== Selected text

One of the hallmarks of the American public higher education system is its emphasis on access and affordability. The promise of "two years of college for every American child" is heard often on the campaign trail. It is already true that a greater proportion of the population gets a college education in America than in any other country. In Indiana, the eight campuses of Indiana University, which have a combined enrollment of more than 90,000 students, are an expression of this commitment to open access to college education in the state. Since an educated citizenry is the foundation of democratic governance and economic prosperity, ready access to higher education has served this country very well.
Indiana University is designated as a research university. American research universities were not modeled on Oxford and Cambridge, where the aim was to create a community of "gentlemen" professionals who could join the club of national leadership and shoulder burdens of the empire. Rather, they were modeled after the great German universities of Berlin, Tübingen, and others, where the primary commitment was to the steady advancement of a well-defined area of knowledge. Without doubt, U.S. prominence in the physical sciences, medicine, and other fields today - and the attendant world leadership in technology and commerce - is due largely to the spectacular success of this thriving research university system. Achieving excellence in research is expensive: It requires the hiring of top-notch faculty and providing them with the necessary infrastructure and time for research. Of course, both undergraduate and graduate students at a research university benefit directly by learning at the hands of those who are pushing back the frontiers of research.
The twin mandates of open access to high-quality undergraduate education on the one hand and excellence in research and graduate education on the other come together more forcefully in the College of Arts and Sciences at the IU Bloomington campus than in the other schools.
Dean Kumble R. Subbaswamy
The 6,700 freshmen who enter IUB each year take a vast majority of their courses in the College regardless of their intended major. At the same time, when various national news outlets rank universities - primarily based on reputation among faculty peers - much of the burden falls on the College. Optimizing the meager resources of the College to carry out both mandates in the best possible way is my - and every dean's - greatest challenge. That is why we offer small and large classes, faculty and graduate instructors, seminars and research projects - all a part of the undergraduate academic experience at a research university like IU. For the well-prepared, motivated student they present a world of learning opportunities, on par with those available at exclusive, elite private universities at many times the cost.
Most composite rankings of universities are based on a combination of reputation surveys, input measures (for example, SAT scores of entering students), and some outcome measures (for example, retention and graduation rates). Unlike most public research universities (for example, the California system), IU does not have selective admission and will never rank very high when input measures are used as a factor. IU's retention and graduation rates, relative to the quality of students admitted, is surprisingly high - a tribute to the university's strong commitment to the success of all students. In graduate program and research rankings, the College continues to do very well. But competition is getting intense, and it is imperative that the state, alumni, and friends continue to invest in the College.
- Kumble Subbaswamy
Keeping it in perspectiveIn its annual college and university rankings, published in April, U.S. News & World Report ranked a number of the College of Arts and Sciences' humanities and social sciences programs in the top 25 in the nation, including English, psychology, political science, sociology, and history. Programs in the sciences, such as biology, chemistry, computer science, geology, mathematics, and physics were not ranked this year. In addition, 12 of IU's graduate programs were ranked in the top 25.

====
== Given data

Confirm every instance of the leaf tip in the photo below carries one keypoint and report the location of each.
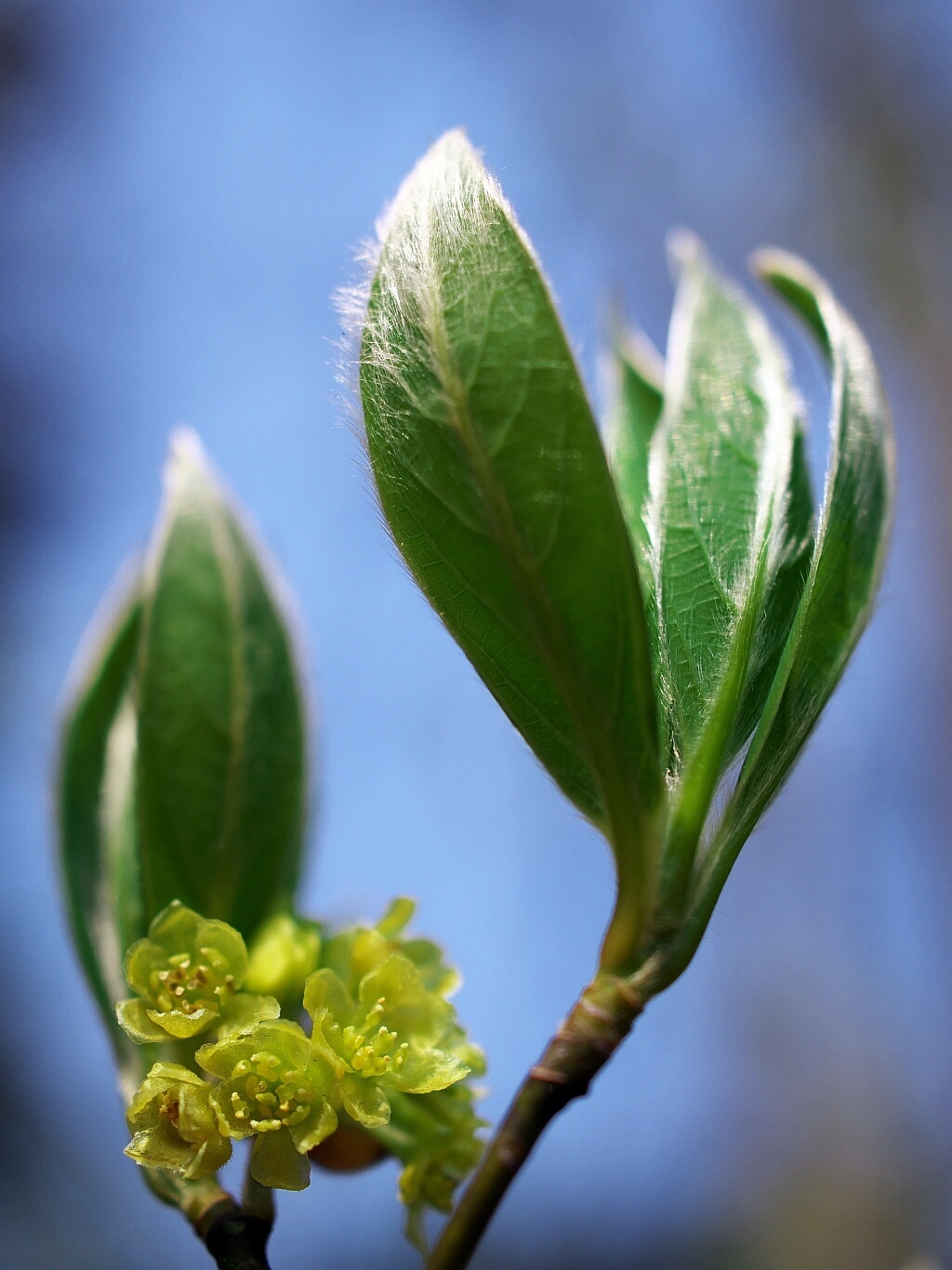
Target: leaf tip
(685, 250)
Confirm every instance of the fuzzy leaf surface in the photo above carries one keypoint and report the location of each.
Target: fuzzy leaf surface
(493, 478)
(726, 538)
(221, 721)
(845, 568)
(83, 856)
(720, 469)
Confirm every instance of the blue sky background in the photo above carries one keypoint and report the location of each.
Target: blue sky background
(183, 186)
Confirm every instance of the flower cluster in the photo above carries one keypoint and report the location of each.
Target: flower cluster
(385, 1051)
(434, 1137)
(187, 978)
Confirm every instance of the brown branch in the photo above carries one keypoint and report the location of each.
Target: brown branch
(596, 1026)
(236, 1239)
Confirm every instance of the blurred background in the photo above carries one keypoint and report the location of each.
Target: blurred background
(181, 190)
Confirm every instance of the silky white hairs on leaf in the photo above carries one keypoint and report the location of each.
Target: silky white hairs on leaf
(447, 197)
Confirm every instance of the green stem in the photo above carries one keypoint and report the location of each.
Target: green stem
(597, 1024)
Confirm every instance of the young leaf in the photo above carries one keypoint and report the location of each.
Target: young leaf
(721, 468)
(86, 725)
(219, 783)
(844, 575)
(636, 412)
(493, 478)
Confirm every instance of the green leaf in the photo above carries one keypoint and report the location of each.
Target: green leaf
(493, 478)
(635, 414)
(120, 829)
(221, 728)
(86, 731)
(848, 556)
(721, 468)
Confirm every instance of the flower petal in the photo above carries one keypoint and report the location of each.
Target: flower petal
(160, 1147)
(181, 1025)
(275, 1162)
(244, 1010)
(142, 960)
(211, 1156)
(319, 1125)
(136, 1021)
(324, 989)
(222, 941)
(174, 929)
(426, 1071)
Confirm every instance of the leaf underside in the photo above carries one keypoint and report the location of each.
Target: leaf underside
(845, 566)
(221, 734)
(86, 733)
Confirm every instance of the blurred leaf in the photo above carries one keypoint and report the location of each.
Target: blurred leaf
(844, 573)
(221, 731)
(120, 833)
(723, 551)
(86, 731)
(493, 478)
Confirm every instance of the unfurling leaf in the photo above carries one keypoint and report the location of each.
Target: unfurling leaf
(721, 469)
(493, 478)
(221, 731)
(643, 668)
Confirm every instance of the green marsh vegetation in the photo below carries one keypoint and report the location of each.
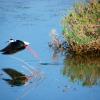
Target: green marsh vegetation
(81, 28)
(82, 69)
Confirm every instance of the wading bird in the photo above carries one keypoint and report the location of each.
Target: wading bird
(14, 46)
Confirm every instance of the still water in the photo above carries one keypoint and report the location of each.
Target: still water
(64, 79)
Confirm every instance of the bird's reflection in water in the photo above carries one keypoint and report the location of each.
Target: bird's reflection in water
(17, 78)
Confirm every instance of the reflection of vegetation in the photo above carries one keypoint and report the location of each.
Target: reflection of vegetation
(82, 27)
(17, 78)
(83, 69)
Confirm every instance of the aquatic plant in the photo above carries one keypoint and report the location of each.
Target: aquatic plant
(81, 28)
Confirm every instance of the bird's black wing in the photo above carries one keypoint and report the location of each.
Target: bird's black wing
(8, 47)
(13, 73)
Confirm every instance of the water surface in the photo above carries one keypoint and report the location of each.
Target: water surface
(32, 20)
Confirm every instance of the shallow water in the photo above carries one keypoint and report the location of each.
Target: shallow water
(32, 21)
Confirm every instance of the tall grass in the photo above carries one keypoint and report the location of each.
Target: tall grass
(81, 28)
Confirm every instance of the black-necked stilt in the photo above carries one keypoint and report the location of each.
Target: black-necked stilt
(14, 46)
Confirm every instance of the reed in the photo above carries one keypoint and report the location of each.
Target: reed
(81, 28)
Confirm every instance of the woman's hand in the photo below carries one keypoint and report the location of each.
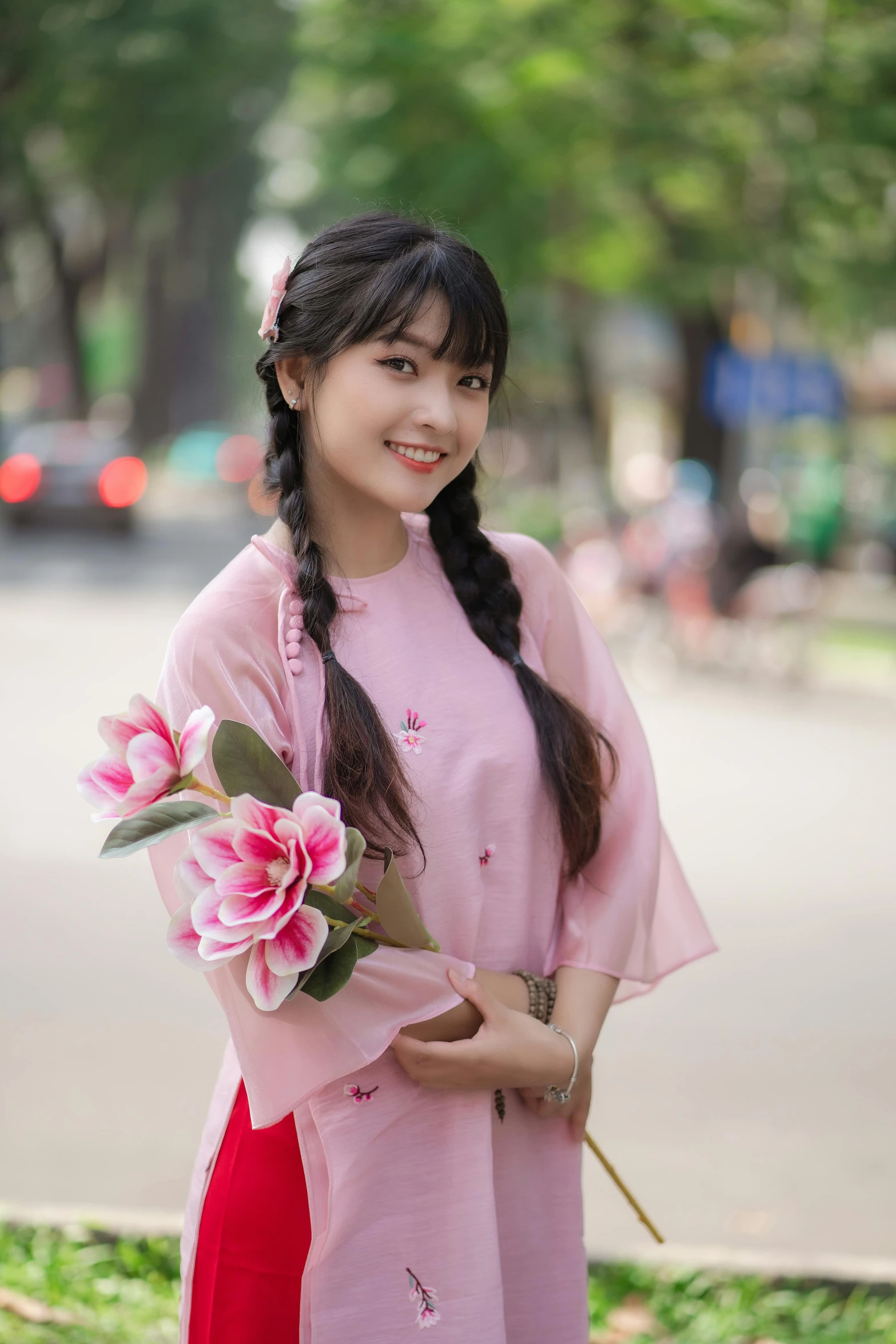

====

**Set of tasks**
a) Render this sentence from the letter on Indiana University into Spanish: "Achieving excellence in research is expensive: It requires the hiring of top-notch faculty and providing them with the necessary infrastructure and time for research."
b) Decide whether the letter on Indiana University supports each statement, answering yes or no and quoting the words that settle it. (i) American research universities were modeled on Oxford and Cambridge. (ii) IU does not have selective admission. (iii) U.S. News & World Report did not rank the biology program this year.

**Answers to the exercise**
a) Lograr la excelencia en la investigación es costoso: requiere contratar a profesores de primer nivel y proporcionarles la infraestructura y el tiempo necesarios para la investigación.

b)
(i) No: "American research universities were not modeled on Oxford and Cambridge"
(ii) Yes: "IU does not have selective admission"
(iii) Yes: "Programs in the sciences, such as biology, chemistry, computer science, geology, mathematics, and physics were not ranked this year."